_Exercise requirements:_
1. Do these statements agree with the article on the 2007 IPCC climate report? Answer yes or no for each, quoting the deciding words of the article. (a) Government representatives from 113 countries worked in Paris on the summary. (b) The summary for policymakers runs 50 pages. (c) The World Bank oversees the IPCC.
2. Can you carry the article on the 2007 IPCC climate report forward from its final paragraph?

_Selected text:_
Global Warming "Very Likely" Caused by Humans, World Climate Experts Say

February 2, 2007

Global warming is here, it's human-caused, and it will continue for centuries even if greenhouse-gas emissions are stabilized, an international panel of climate experts said in a report issued today.

The Intergovernmental Panel on Climate Change (IPCC) used its strongest language yet to link human activity to Earth's warming temperatures, rising seas, more intense storms, and a host of other environmental maladies.

"Fossil fuel use, agriculture, and land-use change are fundamentally affecting the systems on our planet," Achim Steiner, executive director of the United Nations Environment Programme, said at a press briefing in Paris, France.

(Get the basics: "Global Warming Fast Facts.")

The United Nations and the World Meteorological Organization oversee the IPCC.

Hundreds of climate experts and government representatives from 113 countries labored all week in Paris to reach unanimous agreement on the wording of each sentence in the 20-page summary for policymakers.

"Most of the observed increase in globally averaged temperature since the mid-20th century is very likely due to the observed increase in anthropogenic [human-caused] greenhouse gas concentrations," the report reads.

_Source information:_

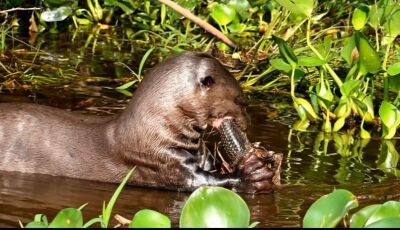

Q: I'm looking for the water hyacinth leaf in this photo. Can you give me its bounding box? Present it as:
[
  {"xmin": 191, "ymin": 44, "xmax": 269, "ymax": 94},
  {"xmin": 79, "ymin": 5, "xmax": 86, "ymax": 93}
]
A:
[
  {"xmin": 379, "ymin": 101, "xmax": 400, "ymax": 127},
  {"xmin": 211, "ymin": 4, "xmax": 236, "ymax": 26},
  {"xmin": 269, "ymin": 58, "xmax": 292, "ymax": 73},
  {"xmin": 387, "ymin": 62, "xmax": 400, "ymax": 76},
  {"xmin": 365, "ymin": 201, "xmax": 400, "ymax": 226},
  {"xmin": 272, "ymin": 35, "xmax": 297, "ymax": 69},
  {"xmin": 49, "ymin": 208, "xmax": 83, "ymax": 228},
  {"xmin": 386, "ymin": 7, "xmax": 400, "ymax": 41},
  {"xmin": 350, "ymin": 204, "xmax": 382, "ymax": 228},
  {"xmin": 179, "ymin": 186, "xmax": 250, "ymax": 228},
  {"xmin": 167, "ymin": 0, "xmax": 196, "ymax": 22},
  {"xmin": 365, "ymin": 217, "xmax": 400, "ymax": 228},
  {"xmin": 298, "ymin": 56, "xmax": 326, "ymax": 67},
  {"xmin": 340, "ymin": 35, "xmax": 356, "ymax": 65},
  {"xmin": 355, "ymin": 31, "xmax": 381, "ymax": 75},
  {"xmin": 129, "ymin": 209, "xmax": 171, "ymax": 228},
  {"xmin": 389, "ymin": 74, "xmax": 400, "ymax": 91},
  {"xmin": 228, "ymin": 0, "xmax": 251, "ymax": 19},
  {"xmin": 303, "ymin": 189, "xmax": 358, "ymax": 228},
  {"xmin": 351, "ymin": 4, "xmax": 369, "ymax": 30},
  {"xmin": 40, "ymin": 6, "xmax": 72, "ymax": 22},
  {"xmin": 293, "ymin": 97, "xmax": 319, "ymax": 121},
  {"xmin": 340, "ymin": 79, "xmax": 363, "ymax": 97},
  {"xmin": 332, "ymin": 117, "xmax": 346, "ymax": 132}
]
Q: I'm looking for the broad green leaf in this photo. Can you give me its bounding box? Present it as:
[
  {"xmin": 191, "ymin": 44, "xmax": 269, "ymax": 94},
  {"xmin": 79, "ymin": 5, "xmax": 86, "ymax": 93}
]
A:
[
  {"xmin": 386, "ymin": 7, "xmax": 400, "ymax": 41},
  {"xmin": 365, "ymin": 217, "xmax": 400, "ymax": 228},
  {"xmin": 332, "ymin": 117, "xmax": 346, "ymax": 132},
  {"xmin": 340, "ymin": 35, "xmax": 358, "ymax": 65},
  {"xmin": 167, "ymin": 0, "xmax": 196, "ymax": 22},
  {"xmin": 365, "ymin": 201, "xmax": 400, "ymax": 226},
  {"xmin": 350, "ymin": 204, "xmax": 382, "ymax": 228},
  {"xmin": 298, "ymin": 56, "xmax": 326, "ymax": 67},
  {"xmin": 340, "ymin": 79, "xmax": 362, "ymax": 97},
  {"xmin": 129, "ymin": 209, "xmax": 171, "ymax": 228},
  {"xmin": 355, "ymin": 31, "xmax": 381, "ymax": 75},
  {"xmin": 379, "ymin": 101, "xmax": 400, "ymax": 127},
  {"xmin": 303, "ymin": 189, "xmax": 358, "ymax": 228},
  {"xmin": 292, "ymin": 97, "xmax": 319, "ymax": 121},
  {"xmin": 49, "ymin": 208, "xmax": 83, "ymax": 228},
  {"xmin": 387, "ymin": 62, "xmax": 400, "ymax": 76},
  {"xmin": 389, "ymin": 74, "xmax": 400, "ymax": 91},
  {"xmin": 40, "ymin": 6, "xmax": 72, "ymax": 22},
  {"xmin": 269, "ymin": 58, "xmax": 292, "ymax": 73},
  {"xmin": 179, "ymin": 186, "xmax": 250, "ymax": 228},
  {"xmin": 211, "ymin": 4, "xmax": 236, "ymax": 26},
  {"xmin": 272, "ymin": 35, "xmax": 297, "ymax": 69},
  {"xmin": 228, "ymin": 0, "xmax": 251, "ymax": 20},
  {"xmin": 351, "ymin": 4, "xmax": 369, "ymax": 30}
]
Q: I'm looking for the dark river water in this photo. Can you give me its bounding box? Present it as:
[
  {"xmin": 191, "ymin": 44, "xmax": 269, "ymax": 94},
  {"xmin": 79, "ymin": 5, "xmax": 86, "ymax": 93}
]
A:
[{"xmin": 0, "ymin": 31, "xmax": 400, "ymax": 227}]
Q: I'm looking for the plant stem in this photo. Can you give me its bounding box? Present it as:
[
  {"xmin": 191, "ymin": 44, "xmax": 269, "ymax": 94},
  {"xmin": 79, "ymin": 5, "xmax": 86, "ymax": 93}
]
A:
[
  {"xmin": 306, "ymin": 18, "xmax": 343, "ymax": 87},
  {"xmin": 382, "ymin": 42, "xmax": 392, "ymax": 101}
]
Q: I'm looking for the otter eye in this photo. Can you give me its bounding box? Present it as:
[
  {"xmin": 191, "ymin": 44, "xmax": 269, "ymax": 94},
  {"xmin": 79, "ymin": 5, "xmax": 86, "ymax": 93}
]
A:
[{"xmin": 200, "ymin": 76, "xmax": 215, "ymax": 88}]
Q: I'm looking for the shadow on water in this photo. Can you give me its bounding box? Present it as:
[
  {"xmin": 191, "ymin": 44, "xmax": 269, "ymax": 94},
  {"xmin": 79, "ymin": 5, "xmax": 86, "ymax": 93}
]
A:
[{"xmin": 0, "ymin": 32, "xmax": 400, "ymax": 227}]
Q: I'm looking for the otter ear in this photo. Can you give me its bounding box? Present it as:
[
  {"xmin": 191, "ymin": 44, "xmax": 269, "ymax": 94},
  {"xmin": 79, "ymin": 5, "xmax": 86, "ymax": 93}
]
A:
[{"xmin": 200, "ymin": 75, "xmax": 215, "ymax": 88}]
---
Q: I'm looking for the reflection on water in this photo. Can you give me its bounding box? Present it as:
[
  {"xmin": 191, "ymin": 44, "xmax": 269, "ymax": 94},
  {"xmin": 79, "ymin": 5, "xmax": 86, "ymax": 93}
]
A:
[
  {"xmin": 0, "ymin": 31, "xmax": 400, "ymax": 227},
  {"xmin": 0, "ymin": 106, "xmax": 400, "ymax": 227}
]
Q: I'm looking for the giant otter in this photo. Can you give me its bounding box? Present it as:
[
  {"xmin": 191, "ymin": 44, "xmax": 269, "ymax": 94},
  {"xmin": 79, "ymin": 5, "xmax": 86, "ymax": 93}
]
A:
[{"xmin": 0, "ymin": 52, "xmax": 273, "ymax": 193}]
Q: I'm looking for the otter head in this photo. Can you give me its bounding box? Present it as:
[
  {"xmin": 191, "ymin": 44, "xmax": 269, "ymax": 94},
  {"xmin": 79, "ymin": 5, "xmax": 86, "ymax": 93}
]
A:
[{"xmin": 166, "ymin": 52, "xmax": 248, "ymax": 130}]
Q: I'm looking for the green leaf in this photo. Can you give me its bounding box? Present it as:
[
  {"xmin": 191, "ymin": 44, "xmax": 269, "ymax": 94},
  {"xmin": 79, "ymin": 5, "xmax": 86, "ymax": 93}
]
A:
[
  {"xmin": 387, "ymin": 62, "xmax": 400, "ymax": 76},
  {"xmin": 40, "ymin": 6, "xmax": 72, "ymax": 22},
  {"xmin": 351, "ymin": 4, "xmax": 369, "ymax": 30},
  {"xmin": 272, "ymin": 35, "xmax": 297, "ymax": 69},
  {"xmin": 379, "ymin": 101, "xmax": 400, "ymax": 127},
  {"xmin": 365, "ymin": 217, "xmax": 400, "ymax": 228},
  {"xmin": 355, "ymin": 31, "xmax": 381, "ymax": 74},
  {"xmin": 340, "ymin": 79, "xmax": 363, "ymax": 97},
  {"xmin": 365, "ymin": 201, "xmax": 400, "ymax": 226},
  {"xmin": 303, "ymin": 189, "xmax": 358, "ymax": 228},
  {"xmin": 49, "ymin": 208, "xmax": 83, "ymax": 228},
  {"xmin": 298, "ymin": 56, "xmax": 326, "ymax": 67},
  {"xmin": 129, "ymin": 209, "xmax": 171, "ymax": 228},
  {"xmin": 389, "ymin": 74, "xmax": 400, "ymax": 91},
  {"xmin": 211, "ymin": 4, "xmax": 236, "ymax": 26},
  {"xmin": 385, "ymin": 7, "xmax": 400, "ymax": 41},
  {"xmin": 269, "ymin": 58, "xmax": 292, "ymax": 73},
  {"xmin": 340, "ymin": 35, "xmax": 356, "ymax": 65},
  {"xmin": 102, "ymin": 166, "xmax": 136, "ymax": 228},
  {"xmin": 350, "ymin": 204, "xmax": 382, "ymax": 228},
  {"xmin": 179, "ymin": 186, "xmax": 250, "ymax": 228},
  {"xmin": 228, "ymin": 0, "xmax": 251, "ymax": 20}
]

_Task-by-task results:_
1.
(a) Yes: "government representatives from 113 countries labored all week in Paris"
(b) No: "the 20-page summary for policymakers"
(c) No: "The United Nations and the World Meteorological Organization oversee the IPCC."

2.
"Very Likely" a Big Step

The phrase "very likely" translates to a 90 percent probability, the report's authors note. This is a significant departure from previous reports.

In 2001 the panel concluded humans were "likely," or with 66 percent probability, the cause of global warming. The panel also released reports in 1995 and 1990.

"Each time they've used a more explicit statement about the human contribution," said Henry Jacoby, co-director of the Center for Energy and Environmental Policy Research at the Massachusetts Institute of Technology, in a phone interview Thursday.

Jacoby, who studies the threat of global climate change, said the report will cause some people to "be somewhat more concerned" but doubted it would be "revolutionary" in spurring action to reduce greenhouse gas emissions.